Rider Announcement: Isla Short

Gravel would sit bang in the middle of any cycling Venn diagram, the dark coloured overlap where curious roadies, crossers and MTB riders meet.

Isla Short raced a bit of cyclocross years back but just two road races - one of which was the 2018 Commonwealth Games no less - but is a big deal in the Scottish MTB world. She’s won a number of international UCI races, is a former British XCO title and even has a World Championships top 10 to her name.

By entering The Gralloch Isla, who lives in Aberfoyle, is moving into the middle of our imaginary cycling Venn diagram, so what can we expect, how’s her MTB season so far?

IS: “I haven't really started my race season yet. I just joined Ghost Factory Racing and it's my first year back on a professional team in four years, so it's been really nice getting used to that top level support again. I was out with the team in South Africa in January, we did a stage race called Tankwa Trek which was really fun, a good training block. I’ve just done two XCO races so far, but I call them my pre-season races because they were in February.

## WHAT TO WORK ON:
**a)** From the listing below, pull out every line that contains the string "background", treating uppercase and lowercase as different.
**b)** Please carry on the Isla Short rider announcement from the point where it stops.

Excerpts from a pointing dataset:
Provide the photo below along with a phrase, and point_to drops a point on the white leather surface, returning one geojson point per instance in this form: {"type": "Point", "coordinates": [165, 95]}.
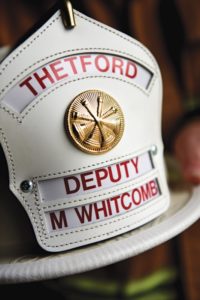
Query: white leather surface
{"type": "Point", "coordinates": [184, 210]}
{"type": "Point", "coordinates": [35, 142]}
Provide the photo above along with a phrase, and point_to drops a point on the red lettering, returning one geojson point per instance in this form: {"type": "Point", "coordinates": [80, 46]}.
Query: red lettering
{"type": "Point", "coordinates": [105, 62]}
{"type": "Point", "coordinates": [56, 70]}
{"type": "Point", "coordinates": [85, 214]}
{"type": "Point", "coordinates": [84, 63]}
{"type": "Point", "coordinates": [124, 164]}
{"type": "Point", "coordinates": [135, 164]}
{"type": "Point", "coordinates": [72, 64]}
{"type": "Point", "coordinates": [85, 181]}
{"type": "Point", "coordinates": [27, 83]}
{"type": "Point", "coordinates": [118, 173]}
{"type": "Point", "coordinates": [136, 197]}
{"type": "Point", "coordinates": [46, 76]}
{"type": "Point", "coordinates": [100, 209]}
{"type": "Point", "coordinates": [123, 201]}
{"type": "Point", "coordinates": [109, 207]}
{"type": "Point", "coordinates": [60, 222]}
{"type": "Point", "coordinates": [146, 192]}
{"type": "Point", "coordinates": [100, 177]}
{"type": "Point", "coordinates": [115, 200]}
{"type": "Point", "coordinates": [117, 64]}
{"type": "Point", "coordinates": [70, 189]}
{"type": "Point", "coordinates": [131, 70]}
{"type": "Point", "coordinates": [154, 188]}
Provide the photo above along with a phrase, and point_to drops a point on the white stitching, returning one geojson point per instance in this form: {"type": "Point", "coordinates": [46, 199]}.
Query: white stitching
{"type": "Point", "coordinates": [116, 220]}
{"type": "Point", "coordinates": [57, 86]}
{"type": "Point", "coordinates": [132, 184]}
{"type": "Point", "coordinates": [140, 61]}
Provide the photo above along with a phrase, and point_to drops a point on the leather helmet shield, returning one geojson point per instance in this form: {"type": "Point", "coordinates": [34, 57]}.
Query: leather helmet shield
{"type": "Point", "coordinates": [80, 126]}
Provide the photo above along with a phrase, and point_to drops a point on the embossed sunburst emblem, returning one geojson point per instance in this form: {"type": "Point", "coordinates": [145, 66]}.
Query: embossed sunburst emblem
{"type": "Point", "coordinates": [95, 122]}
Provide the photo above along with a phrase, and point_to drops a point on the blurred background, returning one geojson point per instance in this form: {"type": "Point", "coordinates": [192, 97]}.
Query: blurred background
{"type": "Point", "coordinates": [171, 30]}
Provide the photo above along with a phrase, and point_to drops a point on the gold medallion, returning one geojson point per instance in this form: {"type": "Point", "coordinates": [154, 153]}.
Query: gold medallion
{"type": "Point", "coordinates": [94, 122]}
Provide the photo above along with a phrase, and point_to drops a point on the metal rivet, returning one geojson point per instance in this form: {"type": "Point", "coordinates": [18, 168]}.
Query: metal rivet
{"type": "Point", "coordinates": [26, 186]}
{"type": "Point", "coordinates": [154, 150]}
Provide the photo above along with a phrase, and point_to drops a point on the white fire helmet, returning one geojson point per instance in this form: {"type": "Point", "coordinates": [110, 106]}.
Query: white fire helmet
{"type": "Point", "coordinates": [83, 182]}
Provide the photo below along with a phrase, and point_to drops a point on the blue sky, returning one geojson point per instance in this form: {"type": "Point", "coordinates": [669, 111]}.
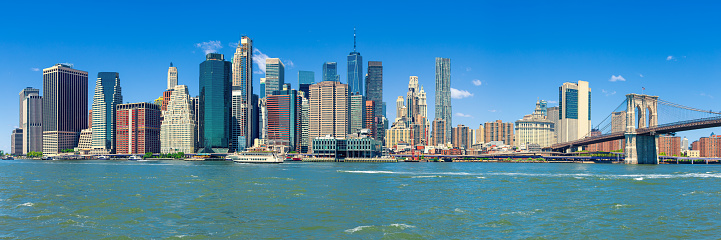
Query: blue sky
{"type": "Point", "coordinates": [519, 51]}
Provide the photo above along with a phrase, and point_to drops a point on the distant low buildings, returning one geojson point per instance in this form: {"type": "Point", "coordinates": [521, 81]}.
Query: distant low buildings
{"type": "Point", "coordinates": [535, 129]}
{"type": "Point", "coordinates": [499, 131]}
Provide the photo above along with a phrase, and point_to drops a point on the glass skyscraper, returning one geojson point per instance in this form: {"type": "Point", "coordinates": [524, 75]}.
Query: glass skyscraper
{"type": "Point", "coordinates": [215, 103]}
{"type": "Point", "coordinates": [355, 70]}
{"type": "Point", "coordinates": [108, 96]}
{"type": "Point", "coordinates": [305, 79]}
{"type": "Point", "coordinates": [274, 75]}
{"type": "Point", "coordinates": [443, 94]}
{"type": "Point", "coordinates": [330, 72]}
{"type": "Point", "coordinates": [65, 107]}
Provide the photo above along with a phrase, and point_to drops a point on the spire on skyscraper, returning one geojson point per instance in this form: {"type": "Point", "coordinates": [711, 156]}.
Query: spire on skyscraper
{"type": "Point", "coordinates": [354, 39]}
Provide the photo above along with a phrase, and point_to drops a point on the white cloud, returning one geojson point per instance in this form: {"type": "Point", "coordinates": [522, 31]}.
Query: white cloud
{"type": "Point", "coordinates": [458, 94]}
{"type": "Point", "coordinates": [209, 46]}
{"type": "Point", "coordinates": [463, 115]}
{"type": "Point", "coordinates": [607, 93]}
{"type": "Point", "coordinates": [615, 78]}
{"type": "Point", "coordinates": [259, 59]}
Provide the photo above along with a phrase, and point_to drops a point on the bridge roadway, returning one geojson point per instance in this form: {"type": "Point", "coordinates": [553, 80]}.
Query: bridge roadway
{"type": "Point", "coordinates": [660, 129]}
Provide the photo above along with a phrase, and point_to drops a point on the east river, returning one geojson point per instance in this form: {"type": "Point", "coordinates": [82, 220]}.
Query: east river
{"type": "Point", "coordinates": [197, 200]}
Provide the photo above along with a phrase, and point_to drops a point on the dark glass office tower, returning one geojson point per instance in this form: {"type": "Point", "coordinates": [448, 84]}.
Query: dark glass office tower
{"type": "Point", "coordinates": [215, 103]}
{"type": "Point", "coordinates": [355, 70]}
{"type": "Point", "coordinates": [65, 107]}
{"type": "Point", "coordinates": [305, 79]}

## EXPECTED OUTPUTS:
**a)**
Provide the photo above along with a phrase, and point_to drops a point on the blurred background, returning one geojson point per instance in this form: {"type": "Point", "coordinates": [192, 97]}.
Query: blurred background

**b)**
“This year we have eight World Cups, which will be the most World Cups I've done in the year, so I'm just really embracing the time at home and the good training blocks.”

How much time do you spend away?

IS: “The first World Cup is on May 14th in the Czech Republic, then I’m probably away two weeks out of every month. This year, I'm trying to manage that travel a little bit better because every year our season is getting bigger, this year we finish racing in October. Even though I like travelling for work I love being home as well.”

Why the switch from being a privateer?

IS: “I really liked the idea of the challenge of doing something different and seeing if I could work with brands and sponsors that I really believed in. I really enjoyed doing it but over the past couple of years it became increasingly difficult to focus on being an athlete and focus on my performance.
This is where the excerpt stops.